SOURCE TEXT
:::

Re: [Discussion] The architecture of Scalar (and others) within Git

Ævar Arnfjörð Bjarmason <avarab@xxxxxxxxx> · Thu, 28 Oct 2021 20:58:15 +0200

On Wed, Oct 27 2021, Derrick Stolee wrote:

> I'm starting this discussion thread to create a new area to consider these
> high-level concepts. Specifically: how should a new component like Scalar
> be included in the Git codebase?

For context. I've submitted a PATCH form of the back & forth
you/me/Johannes have been having on this topic, which hopefully should
unambiguously clear up exactly what it is that I've been suggesting:
https://lore.kernel.org/git/patch-1.1-86fb8d56307-20211028T185016Z-avarab@xxxxxxxxx/

As noted there some inline comments here, to the extent that it's not
addressed by the patch in some way.

> Options for preferred end state
> -------------------------------
>
> Let's get into some concrete proposals for the location of the Scalar CLI
> within the Git codebase. These are ordered based on increasing
> responsibility on the Git community: the first option should minimize
> community responsibility and maximize responsibility on the Scalar
> maintainers. We will discuss the pros and cons of each option after fully
> describing each of them.

:::

EXTRACTED RECORDS
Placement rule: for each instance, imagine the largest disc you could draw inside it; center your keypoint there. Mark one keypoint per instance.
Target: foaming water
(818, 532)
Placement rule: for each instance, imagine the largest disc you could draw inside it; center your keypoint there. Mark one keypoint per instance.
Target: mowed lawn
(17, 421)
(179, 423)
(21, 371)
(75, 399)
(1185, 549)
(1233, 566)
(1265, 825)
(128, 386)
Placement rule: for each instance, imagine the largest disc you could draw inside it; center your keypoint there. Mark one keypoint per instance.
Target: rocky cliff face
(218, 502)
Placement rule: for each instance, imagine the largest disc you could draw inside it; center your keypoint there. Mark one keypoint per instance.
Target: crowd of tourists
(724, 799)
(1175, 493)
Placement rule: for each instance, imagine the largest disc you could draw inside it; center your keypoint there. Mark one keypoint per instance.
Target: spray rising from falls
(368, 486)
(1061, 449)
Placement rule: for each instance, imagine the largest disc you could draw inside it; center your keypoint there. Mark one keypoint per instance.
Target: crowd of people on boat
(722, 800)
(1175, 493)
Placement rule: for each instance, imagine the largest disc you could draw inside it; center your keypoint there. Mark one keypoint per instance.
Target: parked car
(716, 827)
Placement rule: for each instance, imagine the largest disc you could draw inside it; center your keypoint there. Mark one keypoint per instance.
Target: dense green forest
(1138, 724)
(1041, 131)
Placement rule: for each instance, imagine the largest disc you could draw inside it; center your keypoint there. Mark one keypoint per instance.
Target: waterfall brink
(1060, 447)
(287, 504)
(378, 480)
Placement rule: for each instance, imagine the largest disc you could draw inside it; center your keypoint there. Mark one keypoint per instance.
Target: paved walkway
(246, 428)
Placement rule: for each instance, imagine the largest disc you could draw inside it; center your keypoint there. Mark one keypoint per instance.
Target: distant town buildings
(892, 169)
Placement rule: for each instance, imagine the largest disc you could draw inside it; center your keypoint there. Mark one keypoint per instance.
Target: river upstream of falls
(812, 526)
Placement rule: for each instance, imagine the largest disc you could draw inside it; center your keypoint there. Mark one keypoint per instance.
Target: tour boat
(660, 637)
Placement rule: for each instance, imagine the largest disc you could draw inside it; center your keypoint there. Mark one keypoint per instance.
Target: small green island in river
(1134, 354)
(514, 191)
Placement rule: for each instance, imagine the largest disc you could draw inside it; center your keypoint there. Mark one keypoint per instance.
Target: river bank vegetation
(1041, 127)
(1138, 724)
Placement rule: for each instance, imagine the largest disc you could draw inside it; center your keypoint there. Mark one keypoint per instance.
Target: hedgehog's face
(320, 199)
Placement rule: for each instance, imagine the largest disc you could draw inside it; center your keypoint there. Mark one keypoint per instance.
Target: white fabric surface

:::

WRITTEN INSTRUCTION
In the Scalar discussion thread, how are the proposed options for the Scalar CLI's location within the Git codebase ordered?

OUTPUT OF THE EXERCISE
By increasing responsibility on the Git community.